DATA PROVIDED:
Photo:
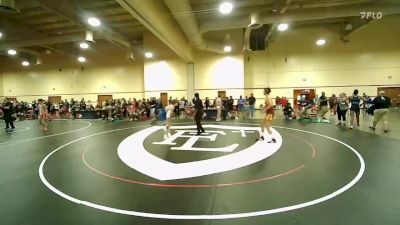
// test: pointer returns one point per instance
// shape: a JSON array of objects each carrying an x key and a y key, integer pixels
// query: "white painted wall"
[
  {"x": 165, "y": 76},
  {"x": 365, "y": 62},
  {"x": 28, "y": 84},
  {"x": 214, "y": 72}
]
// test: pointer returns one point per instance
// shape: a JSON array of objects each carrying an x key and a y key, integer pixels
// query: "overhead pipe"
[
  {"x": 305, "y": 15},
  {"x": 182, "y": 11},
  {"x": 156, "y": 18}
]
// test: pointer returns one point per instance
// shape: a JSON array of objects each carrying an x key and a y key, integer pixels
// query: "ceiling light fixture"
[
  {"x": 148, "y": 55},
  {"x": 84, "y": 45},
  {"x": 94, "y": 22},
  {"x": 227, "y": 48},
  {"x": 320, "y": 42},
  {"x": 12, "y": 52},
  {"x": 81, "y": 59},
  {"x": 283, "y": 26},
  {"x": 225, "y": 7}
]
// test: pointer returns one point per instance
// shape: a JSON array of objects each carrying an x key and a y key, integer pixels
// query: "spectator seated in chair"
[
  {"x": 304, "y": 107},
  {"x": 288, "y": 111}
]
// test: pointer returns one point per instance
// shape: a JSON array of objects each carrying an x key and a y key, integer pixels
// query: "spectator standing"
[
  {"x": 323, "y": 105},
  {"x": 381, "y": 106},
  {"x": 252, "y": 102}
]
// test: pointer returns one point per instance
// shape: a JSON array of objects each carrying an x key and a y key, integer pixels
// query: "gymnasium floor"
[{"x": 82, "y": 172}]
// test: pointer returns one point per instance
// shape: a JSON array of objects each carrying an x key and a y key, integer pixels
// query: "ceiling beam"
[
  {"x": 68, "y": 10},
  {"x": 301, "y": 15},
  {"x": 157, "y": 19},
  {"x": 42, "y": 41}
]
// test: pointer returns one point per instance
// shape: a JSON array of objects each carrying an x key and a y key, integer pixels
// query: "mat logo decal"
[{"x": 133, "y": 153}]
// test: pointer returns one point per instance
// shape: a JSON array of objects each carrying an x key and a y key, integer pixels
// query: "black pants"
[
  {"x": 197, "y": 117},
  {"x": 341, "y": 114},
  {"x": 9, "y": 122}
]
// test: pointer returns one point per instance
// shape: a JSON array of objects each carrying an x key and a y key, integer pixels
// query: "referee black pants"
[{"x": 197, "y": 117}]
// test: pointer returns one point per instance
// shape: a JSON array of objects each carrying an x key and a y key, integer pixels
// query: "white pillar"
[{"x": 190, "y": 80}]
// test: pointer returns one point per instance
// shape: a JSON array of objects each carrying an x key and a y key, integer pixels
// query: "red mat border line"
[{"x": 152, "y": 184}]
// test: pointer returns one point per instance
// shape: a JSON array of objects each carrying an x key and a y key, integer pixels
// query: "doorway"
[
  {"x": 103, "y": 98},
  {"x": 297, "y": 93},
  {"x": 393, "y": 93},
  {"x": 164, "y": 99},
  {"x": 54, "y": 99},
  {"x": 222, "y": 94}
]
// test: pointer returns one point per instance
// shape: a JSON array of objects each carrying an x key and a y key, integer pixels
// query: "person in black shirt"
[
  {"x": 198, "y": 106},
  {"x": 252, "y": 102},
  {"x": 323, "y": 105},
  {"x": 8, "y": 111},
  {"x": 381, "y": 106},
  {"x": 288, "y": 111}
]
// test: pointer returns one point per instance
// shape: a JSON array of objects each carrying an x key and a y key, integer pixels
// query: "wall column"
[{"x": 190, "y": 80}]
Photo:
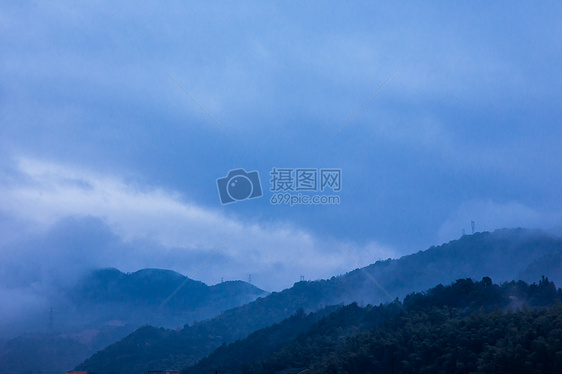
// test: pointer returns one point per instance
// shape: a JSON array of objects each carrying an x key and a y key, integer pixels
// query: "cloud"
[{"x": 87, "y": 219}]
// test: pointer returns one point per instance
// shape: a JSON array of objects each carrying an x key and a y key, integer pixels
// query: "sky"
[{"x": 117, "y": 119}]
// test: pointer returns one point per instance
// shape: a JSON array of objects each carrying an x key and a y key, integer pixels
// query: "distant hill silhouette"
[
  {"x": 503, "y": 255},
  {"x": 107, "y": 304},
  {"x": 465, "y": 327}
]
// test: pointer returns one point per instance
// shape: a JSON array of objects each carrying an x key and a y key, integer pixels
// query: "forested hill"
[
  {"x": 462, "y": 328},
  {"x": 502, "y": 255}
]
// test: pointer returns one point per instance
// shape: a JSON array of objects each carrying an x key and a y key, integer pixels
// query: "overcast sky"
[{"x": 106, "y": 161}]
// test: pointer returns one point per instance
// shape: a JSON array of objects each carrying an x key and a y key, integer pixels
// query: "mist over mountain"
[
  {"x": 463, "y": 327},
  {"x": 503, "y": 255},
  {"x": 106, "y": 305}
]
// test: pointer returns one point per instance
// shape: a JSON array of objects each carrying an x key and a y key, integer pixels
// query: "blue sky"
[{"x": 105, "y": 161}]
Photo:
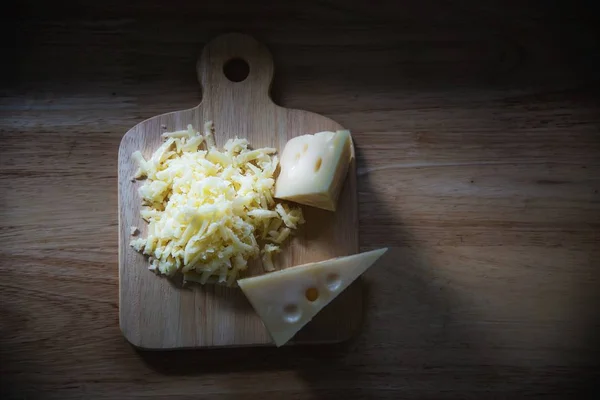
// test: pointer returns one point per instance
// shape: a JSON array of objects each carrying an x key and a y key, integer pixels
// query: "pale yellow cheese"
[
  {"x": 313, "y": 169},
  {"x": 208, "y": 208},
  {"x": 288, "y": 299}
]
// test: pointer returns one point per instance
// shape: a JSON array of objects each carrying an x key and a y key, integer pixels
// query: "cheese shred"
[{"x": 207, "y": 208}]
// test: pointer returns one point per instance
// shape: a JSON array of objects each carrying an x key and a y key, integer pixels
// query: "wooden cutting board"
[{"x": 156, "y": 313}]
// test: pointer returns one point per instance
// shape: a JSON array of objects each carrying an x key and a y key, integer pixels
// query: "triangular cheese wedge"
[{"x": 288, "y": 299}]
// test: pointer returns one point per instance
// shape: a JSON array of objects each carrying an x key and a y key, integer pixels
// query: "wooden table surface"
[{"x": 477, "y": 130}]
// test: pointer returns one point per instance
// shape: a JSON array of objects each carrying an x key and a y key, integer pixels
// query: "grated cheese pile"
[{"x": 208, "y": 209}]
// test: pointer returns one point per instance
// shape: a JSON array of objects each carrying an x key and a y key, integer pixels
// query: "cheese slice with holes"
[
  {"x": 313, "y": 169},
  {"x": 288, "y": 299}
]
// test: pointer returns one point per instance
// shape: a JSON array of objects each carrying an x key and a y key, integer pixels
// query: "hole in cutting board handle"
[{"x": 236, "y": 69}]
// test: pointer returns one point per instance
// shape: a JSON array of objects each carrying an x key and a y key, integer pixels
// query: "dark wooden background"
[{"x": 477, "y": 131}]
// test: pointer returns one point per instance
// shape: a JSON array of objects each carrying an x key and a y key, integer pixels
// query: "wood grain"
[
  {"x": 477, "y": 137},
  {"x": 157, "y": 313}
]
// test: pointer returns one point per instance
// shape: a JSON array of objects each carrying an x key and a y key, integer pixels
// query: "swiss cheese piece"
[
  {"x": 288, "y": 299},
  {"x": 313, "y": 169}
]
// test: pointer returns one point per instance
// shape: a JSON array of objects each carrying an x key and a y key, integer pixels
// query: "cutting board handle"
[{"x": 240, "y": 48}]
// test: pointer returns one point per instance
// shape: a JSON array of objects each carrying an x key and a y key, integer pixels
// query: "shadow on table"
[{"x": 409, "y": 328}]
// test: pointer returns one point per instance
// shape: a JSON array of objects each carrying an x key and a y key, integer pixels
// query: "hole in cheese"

EXERCISE GOAL:
Set down the lines of the records above exactly, apart from the pictures.

FULL ANSWER:
Photo:
// test: pointer returns one point per instance
// shape: a JSON array of objects each carrying an x key and a y key, integer pixels
// query: "white painted wall"
[
  {"x": 165, "y": 76},
  {"x": 365, "y": 62},
  {"x": 28, "y": 84},
  {"x": 214, "y": 72}
]
// test: pointer returns one point per instance
// shape: a JSON array of objects each carrying an x key and a y key, integer pixels
// query: "overhead pipe"
[
  {"x": 305, "y": 15},
  {"x": 182, "y": 11},
  {"x": 156, "y": 18}
]
// test: pointer returns one point per instance
// shape: a JSON array of objects each carrying an x key and a y key, integer pixels
// query: "ceiling light fixture"
[
  {"x": 148, "y": 55},
  {"x": 84, "y": 45},
  {"x": 94, "y": 22},
  {"x": 227, "y": 48},
  {"x": 320, "y": 42},
  {"x": 12, "y": 52},
  {"x": 81, "y": 59},
  {"x": 283, "y": 26},
  {"x": 225, "y": 7}
]
// test: pointer returns one point per instance
// shape: a JSON array of objects each carrying an x key and a y key, integer pixels
// query: "spectator seated in chair"
[
  {"x": 304, "y": 107},
  {"x": 288, "y": 111}
]
// test: pointer returns one point per instance
// shape: a JSON array of objects each carrying an x key and a y key, integer pixels
// query: "spectator standing"
[
  {"x": 323, "y": 105},
  {"x": 381, "y": 106},
  {"x": 252, "y": 102}
]
// test: pointer returns one point per instance
// shape: a JSON array of objects each carrying an x key and a y key, integer pixels
// query: "gymnasium floor"
[{"x": 82, "y": 172}]
// test: pointer returns one point per instance
// shape: a JSON array of objects each carrying an x key and a y key, integer pixels
// query: "ceiling beam"
[
  {"x": 68, "y": 10},
  {"x": 301, "y": 15},
  {"x": 157, "y": 19},
  {"x": 42, "y": 41}
]
// test: pointer returns one point per instance
// shape: a JSON array of objects each carrying an x key and a y key, integer pixels
// query: "mat logo decal"
[{"x": 133, "y": 153}]
// test: pointer returns one point per instance
// shape: a JSON array of objects each carrying an x key and a y key, integer pixels
// query: "black pants"
[
  {"x": 197, "y": 117},
  {"x": 341, "y": 114},
  {"x": 9, "y": 122}
]
// test: pointer returns one point per instance
// shape: a JSON array of objects each carrying an x key and a y key, integer pixels
// query: "referee black pants"
[{"x": 197, "y": 117}]
// test: pointer returns one point per instance
// shape: a JSON array of objects each carrying an x key and a y key, integer pixels
// query: "white pillar"
[{"x": 190, "y": 80}]
// test: pointer returns one point per instance
// shape: a JSON array of objects each carrying an x key and a y key, integer pixels
// query: "red mat border line"
[{"x": 152, "y": 184}]
// test: pointer returns one point per instance
// shape: a JSON array of objects each carrying an x key and a y key, integer pixels
// query: "doorway"
[
  {"x": 103, "y": 98},
  {"x": 297, "y": 93},
  {"x": 393, "y": 93},
  {"x": 164, "y": 99},
  {"x": 54, "y": 99},
  {"x": 222, "y": 94}
]
// test: pointer returns one point per instance
// shape: a JSON array of objects each carrying an x key and a y key, integer pixels
// query: "person in black shirt"
[
  {"x": 198, "y": 106},
  {"x": 252, "y": 102},
  {"x": 323, "y": 105},
  {"x": 8, "y": 111},
  {"x": 381, "y": 106},
  {"x": 288, "y": 111}
]
// test: pointer returns one point per instance
// shape: a JSON array of objects each carrying an x key and a y key, integer pixels
// query: "wall column"
[{"x": 190, "y": 80}]
Photo:
// test: pointer returns one point per instance
// shape: a JSON array of objects each carrying an x key and a y key, integer pixels
// query: "cloud"
[{"x": 87, "y": 219}]
// test: pointer returns one point per instance
// shape: a JSON array of objects each carrying an x key and a y key, integer pixels
// query: "sky"
[{"x": 117, "y": 119}]
// test: pointer returns one point per instance
// shape: a JSON array of objects each carrying an x key and a y key, integer pixels
// query: "distant hill silhouette"
[
  {"x": 503, "y": 255},
  {"x": 107, "y": 304},
  {"x": 465, "y": 327}
]
// test: pointer returns one point per instance
// shape: a JSON array of objects each carrying an x key and a y key, integer pixels
// query: "forested hill"
[
  {"x": 462, "y": 328},
  {"x": 502, "y": 255}
]
// test: pointer returns one point per instance
// shape: a JSON array of objects each carrying an x key and a y key, integer pixels
// query: "overcast sky"
[{"x": 106, "y": 161}]
// test: pointer returns one point per instance
// shape: a JSON array of objects each carrying an x key and a y key, integer pixels
// query: "mist over mountain"
[
  {"x": 463, "y": 327},
  {"x": 503, "y": 255},
  {"x": 106, "y": 305}
]
// test: pointer returns one point per instance
// shape: a JSON array of objects each carrying an x key and a y key, integer pixels
// query: "blue sky"
[{"x": 105, "y": 161}]
Photo:
// test: pointer returns one point per instance
// shape: a JSON array of objects each carrying an x key and a y key, integer pixels
// query: "pale yellow cheese"
[
  {"x": 313, "y": 169},
  {"x": 208, "y": 208},
  {"x": 288, "y": 299}
]
// test: pointer returns one point per instance
// shape: a JSON array of objects each carrying an x key and a y key, integer pixels
// query: "cheese shred"
[{"x": 207, "y": 208}]
// test: pointer returns one point per instance
// shape: a JSON array of objects each carrying an x key and a y key, integer pixels
// query: "wooden cutting board"
[{"x": 156, "y": 313}]
// test: pointer returns one point per instance
// shape: a JSON array of objects each carrying an x key and a y key, integer pixels
// query: "triangular cheese wedge"
[{"x": 288, "y": 299}]
// test: pointer returns one point per instance
// shape: a JSON array of objects each carrying an x key and a y key, integer pixels
// query: "wooden table surface"
[{"x": 477, "y": 130}]
// test: pointer returns one point per instance
// shape: a JSON array of objects each carrying an x key and a y key, integer pixels
// query: "grated cheese pile"
[{"x": 208, "y": 209}]
// test: pointer returns one point per instance
// shape: a JSON array of objects each carrying an x key and a y key, integer pixels
// query: "cheese slice with holes"
[
  {"x": 313, "y": 169},
  {"x": 288, "y": 299}
]
// test: pointer returns one point per instance
// shape: a JSON array of objects each carrying an x key and a y key, integer pixels
// query: "hole in cutting board handle"
[{"x": 236, "y": 69}]
// test: pointer returns one point per instance
// shape: a JSON array of objects each carrying an x key and a y key, integer pixels
// query: "dark wooden background"
[{"x": 477, "y": 131}]
// test: pointer returns one point per instance
// shape: a JSON array of objects each carrying an x key and a y key, integer pixels
// query: "wood grain"
[
  {"x": 477, "y": 137},
  {"x": 157, "y": 313}
]
// test: pointer returns one point per instance
// shape: a JSON array of objects each carrying an x key and a y key, integer pixels
// query: "swiss cheese piece"
[
  {"x": 288, "y": 299},
  {"x": 313, "y": 169}
]
// test: pointer returns one point per instance
// shape: a JSON array of objects each carrying an x key and a y key, integer pixels
// query: "cutting board handle"
[{"x": 240, "y": 48}]
// test: pointer returns one point per instance
// shape: a JSON array of objects each carrying an x key and a y key, integer pixels
// query: "shadow on table"
[{"x": 409, "y": 328}]
// test: pointer returns one point per instance
// shape: a JSON array of objects each carrying an x key and a y key, integer pixels
// query: "hole in cheese"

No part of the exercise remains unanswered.